■ **DATA FOR THE TASK**
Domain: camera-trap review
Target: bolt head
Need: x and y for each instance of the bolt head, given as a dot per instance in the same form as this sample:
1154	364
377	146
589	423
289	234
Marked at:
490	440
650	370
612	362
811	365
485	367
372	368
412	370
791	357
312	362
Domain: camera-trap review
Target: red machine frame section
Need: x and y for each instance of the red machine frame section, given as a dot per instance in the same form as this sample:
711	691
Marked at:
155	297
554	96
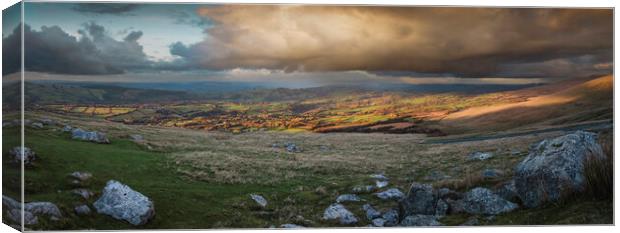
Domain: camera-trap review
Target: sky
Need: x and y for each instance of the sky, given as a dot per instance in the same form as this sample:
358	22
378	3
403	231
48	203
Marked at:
310	43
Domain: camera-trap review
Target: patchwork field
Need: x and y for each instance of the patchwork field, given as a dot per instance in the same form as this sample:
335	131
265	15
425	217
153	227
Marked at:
199	162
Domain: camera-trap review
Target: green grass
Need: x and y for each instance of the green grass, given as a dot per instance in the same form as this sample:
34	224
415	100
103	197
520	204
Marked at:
179	202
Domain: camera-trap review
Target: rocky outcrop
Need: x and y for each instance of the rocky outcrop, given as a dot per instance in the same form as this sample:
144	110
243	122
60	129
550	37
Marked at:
390	194
260	200
480	156
43	208
484	201
363	189
82	210
28	155
91	136
371	212
420	220
340	213
123	203
348	198
422	199
555	167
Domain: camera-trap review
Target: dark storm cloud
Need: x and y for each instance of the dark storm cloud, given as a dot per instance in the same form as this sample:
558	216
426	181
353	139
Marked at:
462	41
105	8
52	50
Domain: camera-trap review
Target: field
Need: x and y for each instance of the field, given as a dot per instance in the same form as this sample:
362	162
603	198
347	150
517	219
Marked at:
199	162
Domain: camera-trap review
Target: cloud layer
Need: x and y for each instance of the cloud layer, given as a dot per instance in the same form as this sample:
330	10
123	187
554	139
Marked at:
462	41
52	50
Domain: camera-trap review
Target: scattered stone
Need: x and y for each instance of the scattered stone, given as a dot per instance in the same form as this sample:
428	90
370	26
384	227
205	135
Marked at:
378	222
390	217
420	220
472	221
363	189
508	191
381	183
67	128
84	193
10	203
43	208
455	206
436	176
290	225
260	200
446	193
292	148
492	173
91	136
82	210
390	194
483	201
47	121
337	211
136	137
37	125
28	155
81	176
16	216
441	208
555	167
480	156
123	203
347	197
379	177
371	212
422	199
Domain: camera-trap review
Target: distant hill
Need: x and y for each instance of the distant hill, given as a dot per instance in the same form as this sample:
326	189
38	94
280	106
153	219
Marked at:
554	104
65	93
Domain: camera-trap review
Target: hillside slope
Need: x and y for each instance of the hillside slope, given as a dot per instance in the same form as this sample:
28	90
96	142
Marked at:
585	101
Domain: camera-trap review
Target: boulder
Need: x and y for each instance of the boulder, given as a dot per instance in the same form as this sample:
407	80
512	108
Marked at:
378	222
47	121
91	136
292	148
436	176
340	213
43	208
15	215
37	125
422	199
123	203
260	200
554	168
290	225
378	177
10	203
483	201
390	194
28	155
381	183
441	208
420	220
480	156
492	173
347	197
136	137
363	189
84	193
81	176
371	212
82	210
67	128
390	217
508	191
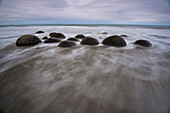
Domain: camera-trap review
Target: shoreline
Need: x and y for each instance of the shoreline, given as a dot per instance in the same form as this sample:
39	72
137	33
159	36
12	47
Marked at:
89	25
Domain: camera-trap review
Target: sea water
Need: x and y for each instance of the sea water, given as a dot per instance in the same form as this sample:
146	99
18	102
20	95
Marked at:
45	78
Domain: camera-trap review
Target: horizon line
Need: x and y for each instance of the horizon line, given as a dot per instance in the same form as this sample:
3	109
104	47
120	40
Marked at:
85	25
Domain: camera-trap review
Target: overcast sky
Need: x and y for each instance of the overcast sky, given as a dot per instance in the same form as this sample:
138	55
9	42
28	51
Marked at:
85	12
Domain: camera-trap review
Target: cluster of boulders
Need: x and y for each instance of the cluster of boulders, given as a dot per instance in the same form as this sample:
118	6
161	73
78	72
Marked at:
114	40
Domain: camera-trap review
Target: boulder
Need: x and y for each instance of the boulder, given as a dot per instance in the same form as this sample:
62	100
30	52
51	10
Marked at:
73	39
89	41
52	40
38	32
104	33
80	36
123	35
67	44
144	43
114	40
27	40
57	35
45	37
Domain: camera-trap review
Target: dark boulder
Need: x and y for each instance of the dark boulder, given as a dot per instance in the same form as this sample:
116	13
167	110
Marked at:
52	40
80	36
57	35
73	39
89	41
67	44
144	43
123	35
38	32
104	33
27	40
45	37
114	40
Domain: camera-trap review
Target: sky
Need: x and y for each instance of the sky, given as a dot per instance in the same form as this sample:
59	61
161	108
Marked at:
149	12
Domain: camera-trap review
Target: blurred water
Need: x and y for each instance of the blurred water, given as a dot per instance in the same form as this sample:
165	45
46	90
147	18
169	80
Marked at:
85	79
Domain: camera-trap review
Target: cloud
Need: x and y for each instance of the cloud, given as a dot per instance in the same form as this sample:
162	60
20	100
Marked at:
111	11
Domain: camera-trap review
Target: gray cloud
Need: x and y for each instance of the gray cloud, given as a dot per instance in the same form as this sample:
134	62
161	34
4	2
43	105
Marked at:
113	11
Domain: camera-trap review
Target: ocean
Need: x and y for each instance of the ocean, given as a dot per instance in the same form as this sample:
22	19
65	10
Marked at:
45	78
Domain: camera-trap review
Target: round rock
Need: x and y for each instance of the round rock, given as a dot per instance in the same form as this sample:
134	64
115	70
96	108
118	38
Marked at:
104	33
144	43
38	32
45	37
89	41
123	35
80	36
67	43
57	35
114	40
73	39
52	40
27	40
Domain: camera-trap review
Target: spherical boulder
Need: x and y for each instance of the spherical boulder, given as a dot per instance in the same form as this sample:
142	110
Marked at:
67	43
144	43
57	35
80	36
27	40
104	33
89	41
114	40
45	37
38	32
52	40
72	39
123	35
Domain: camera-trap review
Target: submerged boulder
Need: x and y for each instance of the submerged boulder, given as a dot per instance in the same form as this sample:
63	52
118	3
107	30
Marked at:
73	39
144	43
38	32
104	33
52	40
27	40
114	40
57	35
89	41
45	37
123	35
80	36
67	43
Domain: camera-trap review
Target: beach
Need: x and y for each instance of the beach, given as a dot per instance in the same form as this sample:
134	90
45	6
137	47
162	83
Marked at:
45	78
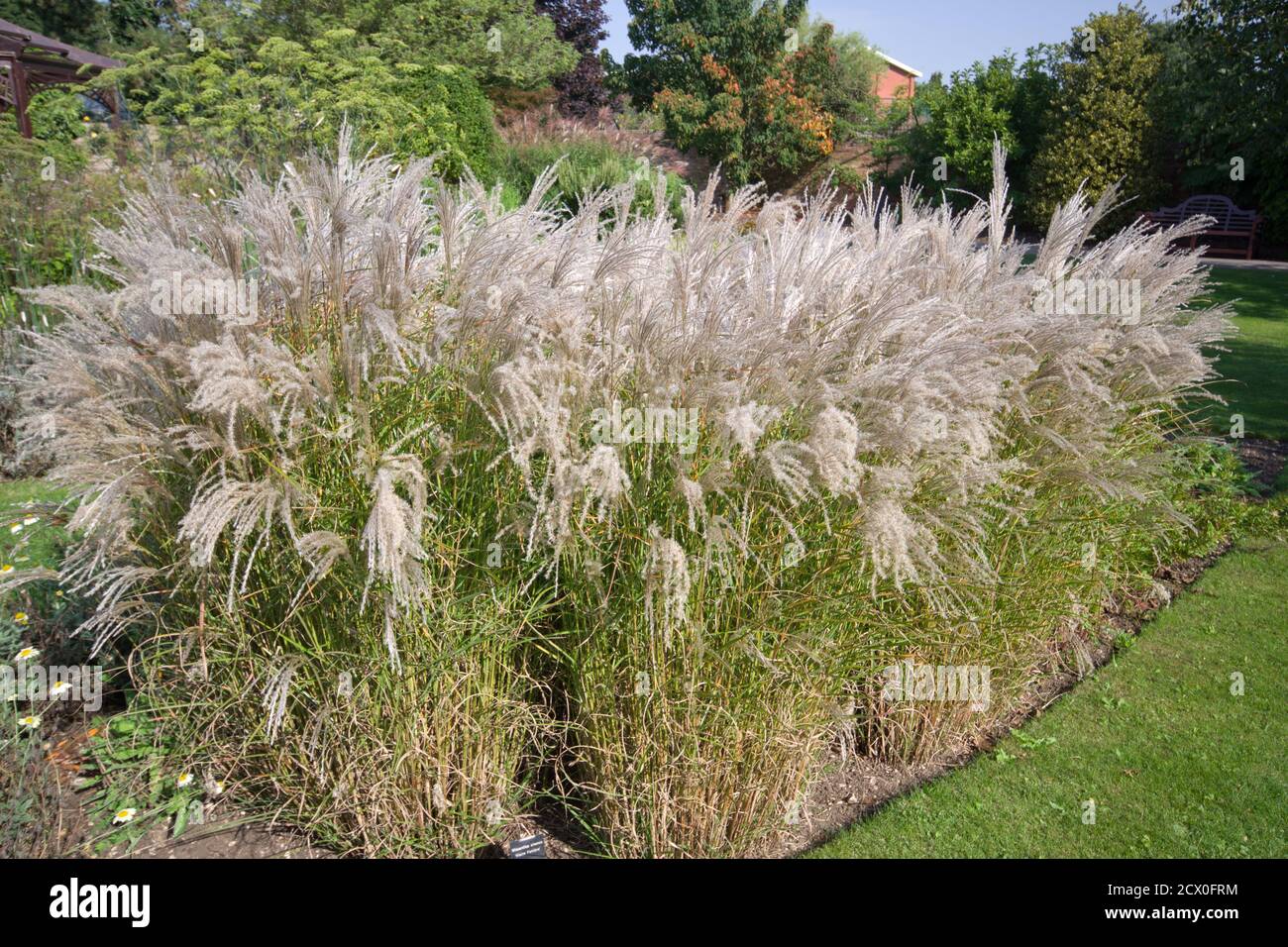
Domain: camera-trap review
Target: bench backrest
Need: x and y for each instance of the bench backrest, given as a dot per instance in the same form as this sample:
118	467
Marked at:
1228	215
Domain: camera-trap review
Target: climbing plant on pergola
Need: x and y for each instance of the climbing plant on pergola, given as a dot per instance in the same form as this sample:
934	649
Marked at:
30	62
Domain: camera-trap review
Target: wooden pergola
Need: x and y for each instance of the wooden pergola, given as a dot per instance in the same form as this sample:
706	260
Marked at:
30	60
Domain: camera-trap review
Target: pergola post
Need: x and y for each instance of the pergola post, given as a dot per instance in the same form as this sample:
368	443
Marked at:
37	60
21	95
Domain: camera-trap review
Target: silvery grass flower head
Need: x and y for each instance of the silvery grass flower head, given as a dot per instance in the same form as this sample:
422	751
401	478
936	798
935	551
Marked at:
889	364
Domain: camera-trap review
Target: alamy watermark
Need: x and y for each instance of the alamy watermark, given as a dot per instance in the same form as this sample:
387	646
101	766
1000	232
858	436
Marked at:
910	681
1074	296
183	295
618	425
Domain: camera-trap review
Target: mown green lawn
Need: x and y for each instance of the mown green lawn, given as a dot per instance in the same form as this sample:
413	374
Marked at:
1177	766
1256	367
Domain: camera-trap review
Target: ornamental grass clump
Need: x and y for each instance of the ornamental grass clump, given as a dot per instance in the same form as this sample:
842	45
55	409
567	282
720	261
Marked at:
478	501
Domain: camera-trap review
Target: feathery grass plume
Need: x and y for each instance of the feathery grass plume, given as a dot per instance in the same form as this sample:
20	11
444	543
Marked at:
889	419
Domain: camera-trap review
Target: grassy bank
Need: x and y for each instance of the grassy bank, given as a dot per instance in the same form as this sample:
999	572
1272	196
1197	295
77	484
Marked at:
1256	381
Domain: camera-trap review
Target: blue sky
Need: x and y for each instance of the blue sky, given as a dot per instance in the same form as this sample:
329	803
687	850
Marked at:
935	35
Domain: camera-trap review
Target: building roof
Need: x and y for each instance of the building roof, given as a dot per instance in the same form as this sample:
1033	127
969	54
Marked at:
902	67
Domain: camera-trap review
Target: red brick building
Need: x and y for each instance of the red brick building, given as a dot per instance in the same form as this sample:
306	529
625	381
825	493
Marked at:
897	80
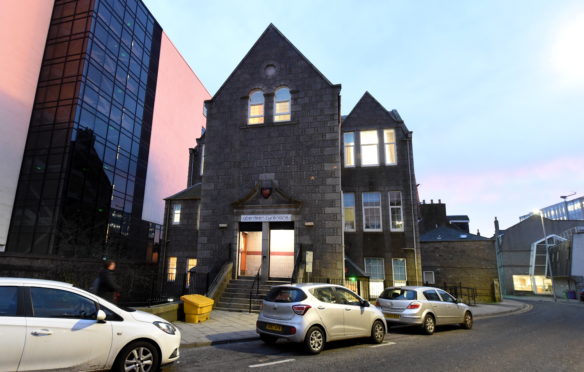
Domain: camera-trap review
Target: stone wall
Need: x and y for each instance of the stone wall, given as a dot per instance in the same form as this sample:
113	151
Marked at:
470	264
300	156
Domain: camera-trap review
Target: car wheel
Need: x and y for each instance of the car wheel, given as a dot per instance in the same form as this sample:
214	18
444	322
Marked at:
140	356
314	340
270	340
467	322
377	332
429	324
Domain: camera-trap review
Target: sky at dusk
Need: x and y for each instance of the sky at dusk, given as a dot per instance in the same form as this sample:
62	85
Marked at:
493	90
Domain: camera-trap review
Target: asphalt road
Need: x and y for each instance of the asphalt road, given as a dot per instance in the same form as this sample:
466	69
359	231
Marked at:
550	337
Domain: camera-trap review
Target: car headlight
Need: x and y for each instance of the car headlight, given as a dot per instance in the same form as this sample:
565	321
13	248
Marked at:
166	327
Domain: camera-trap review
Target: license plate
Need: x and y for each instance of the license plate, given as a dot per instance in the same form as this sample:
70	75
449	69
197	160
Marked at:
274	327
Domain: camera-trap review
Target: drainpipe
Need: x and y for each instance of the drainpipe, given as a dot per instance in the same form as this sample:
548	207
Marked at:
413	205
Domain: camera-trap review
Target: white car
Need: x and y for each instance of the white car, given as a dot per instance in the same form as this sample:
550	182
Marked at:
314	314
48	325
426	307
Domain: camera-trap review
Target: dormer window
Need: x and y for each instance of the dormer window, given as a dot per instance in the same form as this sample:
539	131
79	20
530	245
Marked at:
282	105
256	107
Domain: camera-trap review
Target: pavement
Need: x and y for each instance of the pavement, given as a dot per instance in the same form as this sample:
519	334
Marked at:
227	327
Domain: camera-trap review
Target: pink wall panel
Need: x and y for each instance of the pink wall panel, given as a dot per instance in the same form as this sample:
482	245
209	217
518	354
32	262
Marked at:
24	25
178	119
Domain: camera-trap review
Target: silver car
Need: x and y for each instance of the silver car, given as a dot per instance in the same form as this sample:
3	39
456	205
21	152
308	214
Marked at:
314	314
423	306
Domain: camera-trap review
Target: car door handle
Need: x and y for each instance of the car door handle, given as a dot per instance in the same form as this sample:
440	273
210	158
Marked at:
42	332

■ **WHAT TO PRODUCE**
Find every line in the items above that contains the word "gray" and copy each one in full. Case counts, so a capitalized form does not match.

■ **RESULT OF THE TASK**
Target: gray cloud
Need: x and y for each instance of the gray cloud, given as a dot per instance in the same form as this sample:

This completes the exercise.